→ **Exercise objective**
Each entry must be reproduced precisely as it stands.
--- START ---
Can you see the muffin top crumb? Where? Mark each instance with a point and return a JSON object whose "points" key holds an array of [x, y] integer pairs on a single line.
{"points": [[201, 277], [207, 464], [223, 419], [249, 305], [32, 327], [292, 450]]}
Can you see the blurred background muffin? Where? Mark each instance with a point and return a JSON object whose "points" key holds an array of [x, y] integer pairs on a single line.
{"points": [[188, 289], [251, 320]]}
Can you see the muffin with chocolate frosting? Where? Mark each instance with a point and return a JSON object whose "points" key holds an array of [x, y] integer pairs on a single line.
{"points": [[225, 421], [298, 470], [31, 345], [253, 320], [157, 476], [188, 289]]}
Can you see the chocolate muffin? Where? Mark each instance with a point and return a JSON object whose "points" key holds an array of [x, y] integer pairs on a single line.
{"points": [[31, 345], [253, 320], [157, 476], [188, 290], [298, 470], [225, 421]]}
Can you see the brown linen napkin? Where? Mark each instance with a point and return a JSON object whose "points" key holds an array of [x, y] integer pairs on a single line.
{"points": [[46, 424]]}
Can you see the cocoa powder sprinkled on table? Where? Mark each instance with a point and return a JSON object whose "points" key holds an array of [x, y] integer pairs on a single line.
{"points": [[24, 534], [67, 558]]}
--- END ---
→ **Completed task**
Can you see the muffin top crumb? Where? Mark each instance with a point and return a JSON object whose "points" key holds an array of [x, y] integer pairs on a single line.
{"points": [[201, 277], [207, 464], [223, 419], [249, 305], [32, 327], [292, 450]]}
Can you see the blurred background muffin? Where? Mark each instance with a point and return a JSON object whose "points" key holds an array of [x, y] integer pairs on a single line.
{"points": [[188, 289], [251, 320]]}
Can you see the muffin with chocolate frosting? Where? Mark each instance with a point and return a JSON object whose "points" key holds an array of [x, y] integer pairs on a single line.
{"points": [[225, 421], [298, 470], [31, 345], [253, 320], [157, 476], [188, 289]]}
Can you see the chocolate muffin? Where? Mark each instance with a point and return a JSON object whose "points" key holds an array of [x, y] integer pairs on a single line.
{"points": [[31, 345], [253, 320], [157, 476], [188, 290], [298, 470], [225, 421]]}
Can you see the brown linen napkin? Where? Mark each instance with a point and return a JSON object whose "points" key holds an array of [x, y] integer pairs on a single line.
{"points": [[46, 424]]}
Can you see the cocoa powder sprinkled on table? Where? Mark each instance with a point and return a JSON object whose "points" key holds an array of [x, y] integer pairs on a single line.
{"points": [[24, 534], [67, 558]]}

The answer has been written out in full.